• Excerpt to read
◆ ◆ ◆ ◆ ◆ ◆ ◆

For some reason, many mathematicians have trouble with the idea that when some layman asks them about their work, the appropriate response is not to try to figure out how to describe the latest theorem you've proved. We seem to feel like we're "selling out" unless we try to describe all the technical subtleties of our most recent work. Some other professions seem much better at this: when a psychologist is asked about what they do, they don't reply with their intricate struggles to minimize bias in their latest experiment, even if that's what's occupying most of their attention that week. (On the other hand psychologists can say "I devise experiments to study the long-term effects of alcohol abuse on cognition" and be reasonably confident that this will make at least some superficial amount of sense to a generic college-educated person. If I say "I study period-index problems in the Galois cohomology of abelian vareties" then notwithstanding the considerable syntactic similarities between these sentences, the social effect could hardly be more different: I might as well say "Please go away".)
I have to say that I feel privileged never to have had to prepare a ten minute (or less!) précis of my work to a general audience in any kind of formalized setting. I agree that that does not sound like much fun -- for me or the audience -- and if asked to do so at the point in my life I would raise my eyebrow and begin to question (inwardly at least) the assumptions and goals of the person who wanted me to do so.
However, one of the necessary evils of socializing with people outside of the mathematical sciences is that you are inevitably asked "What do you do?" in very informal settings. Usually my first answer is that I'm a mathematician, and my second answer is either (depending upon my mood?) that I'm a number theorist or that I'm an arithmetic geometer. The second answer is more ambitious, because after the expected "What's that?" I have to explain that I work in sort of a hybrid of two fields, number theory -- the study of properties of the whole numbers like primes and divisibility -- and algebraic geometry -- the study of the curves, surfaces and higher dimensional objects that arise as solution sets to polynomial equations. When I'm on and the other person cares I can get all this out in a couple of minutes without causing any obvious trauma.

◆ ◆ ◆ ◆ ◆ ◆ ◆

• Records shown
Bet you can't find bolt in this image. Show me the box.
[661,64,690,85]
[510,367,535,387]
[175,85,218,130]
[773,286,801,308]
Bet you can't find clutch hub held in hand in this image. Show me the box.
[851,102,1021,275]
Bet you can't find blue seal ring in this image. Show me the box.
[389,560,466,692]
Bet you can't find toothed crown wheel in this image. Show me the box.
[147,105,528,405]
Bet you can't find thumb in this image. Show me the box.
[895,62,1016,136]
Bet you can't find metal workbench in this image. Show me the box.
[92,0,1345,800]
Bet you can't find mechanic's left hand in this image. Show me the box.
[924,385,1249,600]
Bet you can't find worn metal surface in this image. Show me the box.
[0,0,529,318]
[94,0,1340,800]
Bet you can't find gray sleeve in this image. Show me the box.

◆ ◆ ◆ ◆ ◆ ◆ ◆

• Work instruction A
Retype the passage on explaining math research to laypeople from "However, one of" to "any obvious trauma.".
• Work instruction B
In the passage on explaining math research to laypeople, which two fields does the writer say their work is a hybrid of?

• Answer A
However, one of the necessary evils of socializing with people outside of the mathematical sciences is that you are inevitably asked "What do you do?" in very informal settings. Usually my first answer is that I'm a mathematician, and my second answer is either (depending upon my mood?) that I'm a number theorist or that I'm an arithmetic geometer. The second answer is more ambitious, because after the expected "What's that?" I have to explain that I work in sort of a hybrid of two fields, number theory -- the study of properties of the whole numbers like primes and divisibility -- and algebraic geometry -- the study of the curves, surfaces and higher dimensional objects that arise as solution sets to polynomial equations. When I'm on and the other person cares I can get all this out in a couple of minutes without causing any obvious trauma.

• Answer B
Number theory and algebraic geometry.